(WHAT YOU ARE ASKED TO DO)
Answer these questions from the Easy21 code below:
1. What is the probability that a drawn card is red?
2. At what sum does the dealer stick?
3. How are red card values handled when a deck is summed?

(TEXT PASSAGE)
---
# [Easy21](https://www.davidsilver.uk/wp-content/uploads/2020/03/Easy21-Johannes.pdf) solution

In [2]:
from enum import Enum
import logging
import random

import pandas as pd
import numpy as np

## Implement the environment

In [3]:
class Action(Enum):
    STICK = 0
    HIT = 1
    
class Color(Enum):
    RED = 0
    BLACK = 1
    
class Card(object):   
    def __init__(self, color, value):
        self.color = color
        self.value = value
        
    def __str__(self):
        return "Card: {} {}".format(self.color, self.value)
    
class Reward(object):
    LOSS = -1
    DRAW = 0
    WIN = 1
    
class State(object):
    def __init__(self,
                 dealer_first_card=None,
                 player_sum=None,
                 is_terminal=False):
        self.dealer_first_card = dealer_first_card
        self.player_sum = player_sum
        self.is_terminal = is_terminal
        
    def __str__(self):
        return ("State:\n\tDealer's first card: {}\n\t"
                "Player sum: {}\n\t"
                "Is terminal: {}\n".format(
            self.dealer_first_card,
            self.player_sum,
            self.is_terminal
        ))
    
def draw(v = None, c = None):
    """Returns a card from an infinite deck of cards.
    
    Each draw results in a value between 1 and 10 (uniformly distributed)
    with a color of red (p = 1/3) or black (p = 2/3).
    
    Args:
        v: A pre-determined value.
        c: A pre-determined color.
    """
    value = v or random.randint(1, 10)
    color = c or (Color.RED if random.random() < 1/3 else Color.BLACK)
    
    return Card(color=color, value=value)
   
class Round(object):
    BUST_LOWER_BOUND = 1
    BUST_UPPER_BOUND = 21
    
    # The dealer sticks on any sum of 17 or greater and hits otherwise.
    DEALER_STICK_VALUE = 17
    
    def __init__(self):
        pass
    
    @staticmethod
    def get_deck_sum(deck):
        """Returns the sum of a list of Card elements.
        
        Values are added (black) or subtracted (red).
        """
        s = sum([c.value for c in deck if c.color == Color.BLACK])
---
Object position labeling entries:
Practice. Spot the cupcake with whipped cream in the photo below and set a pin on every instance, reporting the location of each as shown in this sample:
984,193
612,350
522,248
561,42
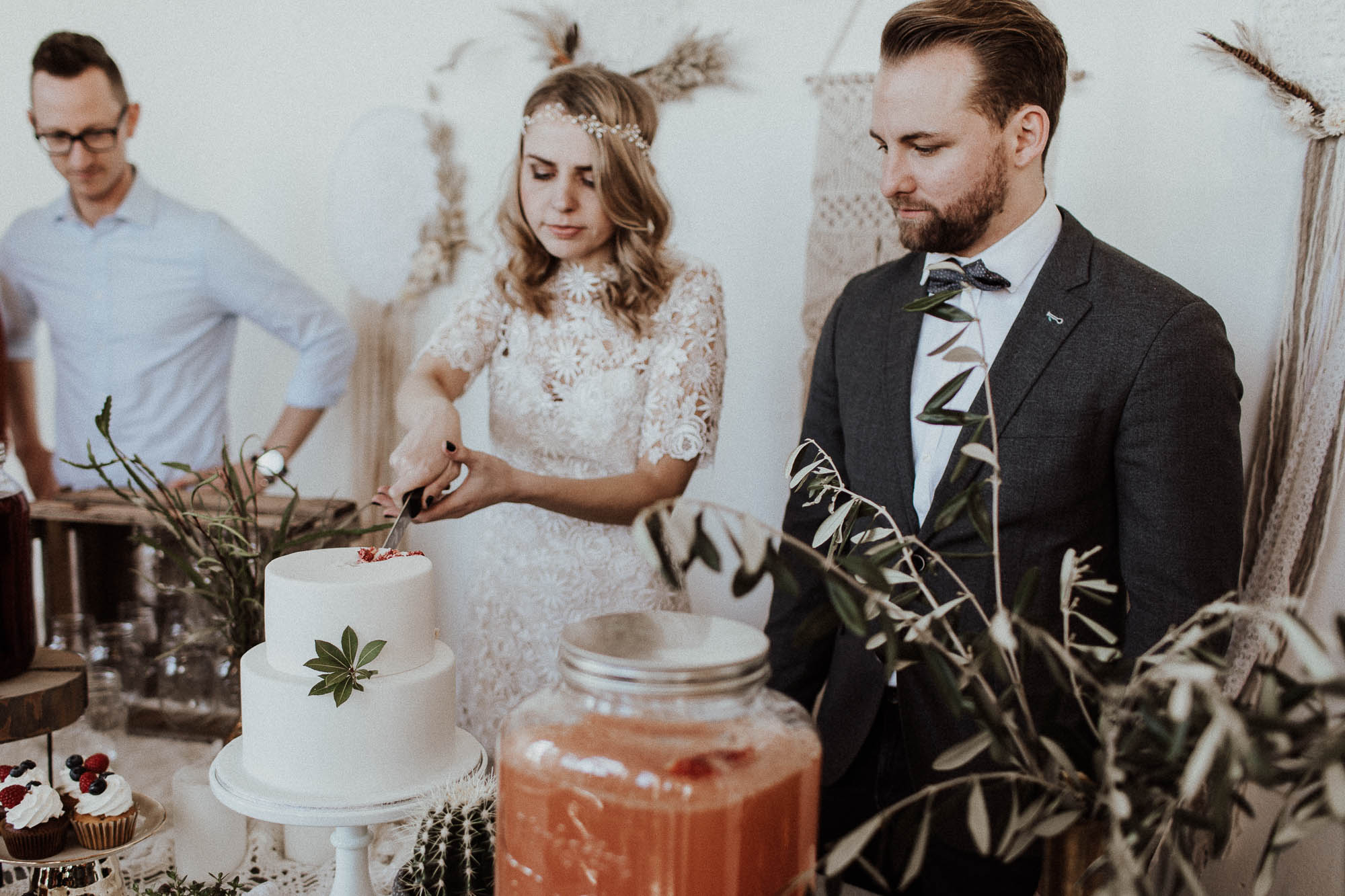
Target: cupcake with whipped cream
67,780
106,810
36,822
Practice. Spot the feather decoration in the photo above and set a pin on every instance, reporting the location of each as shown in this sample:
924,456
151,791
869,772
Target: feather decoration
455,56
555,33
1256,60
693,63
---
(WRITTEN RESPONSE)
1. 1/3
2. Any sum of 17 or greater
3. They are subtracted